§ PROBLEM TO SOLVE:
Return, verbatim, the passage of the article on India's film industries that runs from "Kollywood, based in" up to and including "giant movie posters.".

§ EXCERPT PROVIDED:
---
Ah, India. Delicious and disturbing aromas, luxury, misery, glamour, optimism and brutal poverty can all be confronted in less time than it takes to enjoy two courses of some of the world’s most sensual food.
For me, a fleeting observer, coming to terms with India’s poverty has always been a tough call. For the poverty-stricken, it must be unbearable and with few opportunities for escape, which may go some way to explaining the flamboyant absurdities of Indian cinema.
Bollywood, near Mumbai (Bombay), is an enormous studio complex that has elevated schmaltz to an art form churning out hundreds of saccharin films each year to an apparently insatiable audience.
You know the story: plot-free, fanciful scripts loaded with coquettish love scenes on lavish sets punctuated by syrupy song and dance routines involving casts of hundreds….but there’s more.
Kollywood, based in Chennai (Madras), produces Tamil language films. Mollywood pumps out Malayalam language films in Kerala. Lollywood does the same in Lahore in Pakistan, which brings us to Tollywood.
Tollywood produces hundreds of movies in the southern Tegulu and Tamil languages and is based in Hyderabad, the capital of Andra Pradesh state and one of India’s most unusual cities.
Hyderabad is a major centre of ancient Islamic culture. It’s also home to High-Tech City, known as Cyberabad, where dozens of global information technology giants such as Microsoft, Oracle and Motorola have bases.
A strangely harmonious blend of religions, of northern and southern customs and cuisines, of the ancient and ultra-modern, this is a city of magnificent mosques, minarets, Hindu temples, throbbing bazaars, palaces, parks and – giant movie posters.
I lost interest in movies years ago but in my luxurious room at the Taj Krishna Hotel in fashionable Banjara Hills where lots of Tollywood stars live, I sprawled on the plush sofa to surf some local TV.
All I found were about 40 channels screening Indian movies, all of which had one thing in common; they were unremittingly tedious. Then onto the screen, appeared one of humankind’s most exquisite creatures.
Portraying a heroine called Sneha in a forgettable dud entitled “Aashiq Banaya Aapne” was Tanushree Dutta, then a 23 year old bachelor of commerce student, Miss India Universe 2004 and now an ascendant Bollywood star. But the film was in its dying throes in more ways than one and I fell asleep.
---
§ SUPPLIED RECORDS:
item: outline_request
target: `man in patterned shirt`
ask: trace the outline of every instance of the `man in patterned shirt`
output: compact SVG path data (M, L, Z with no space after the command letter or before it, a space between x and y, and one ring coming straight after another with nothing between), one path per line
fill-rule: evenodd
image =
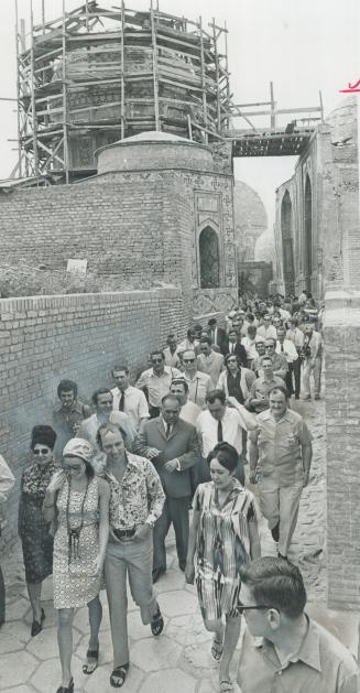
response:
M152 463L126 451L119 426L102 424L98 444L107 456L103 476L110 485L110 534L105 560L113 647L110 683L120 687L129 669L127 574L142 622L151 625L154 636L164 627L152 585L152 529L162 513L165 495Z

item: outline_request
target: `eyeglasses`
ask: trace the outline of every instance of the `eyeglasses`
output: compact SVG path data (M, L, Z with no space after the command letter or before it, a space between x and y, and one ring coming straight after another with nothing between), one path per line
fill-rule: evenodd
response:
---
§ RESULT FOR THIS TASK:
Kollywood, based in Chennai (Madras), produces Tamil language films. Mollywood pumps out Malayalam language films in Kerala. Lollywood does the same in Lahore in Pakistan, which brings us to Tollywood.
Tollywood produces hundreds of movies in the southern Tegulu and Tamil languages and is based in Hyderabad, the capital of Andra Pradesh state and one of India’s most unusual cities.
Hyderabad is a major centre of ancient Islamic culture. It’s also home to High-Tech City, known as Cyberabad, where dozens of global information technology giants such as Microsoft, Oracle and Motorola have bases.
A strangely harmonious blend of religions, of northern and southern customs and cuisines, of the ancient and ultra-modern, this is a city of magnificent mosques, minarets, Hindu temples, throbbing bazaars, palaces, parks and – giant movie posters.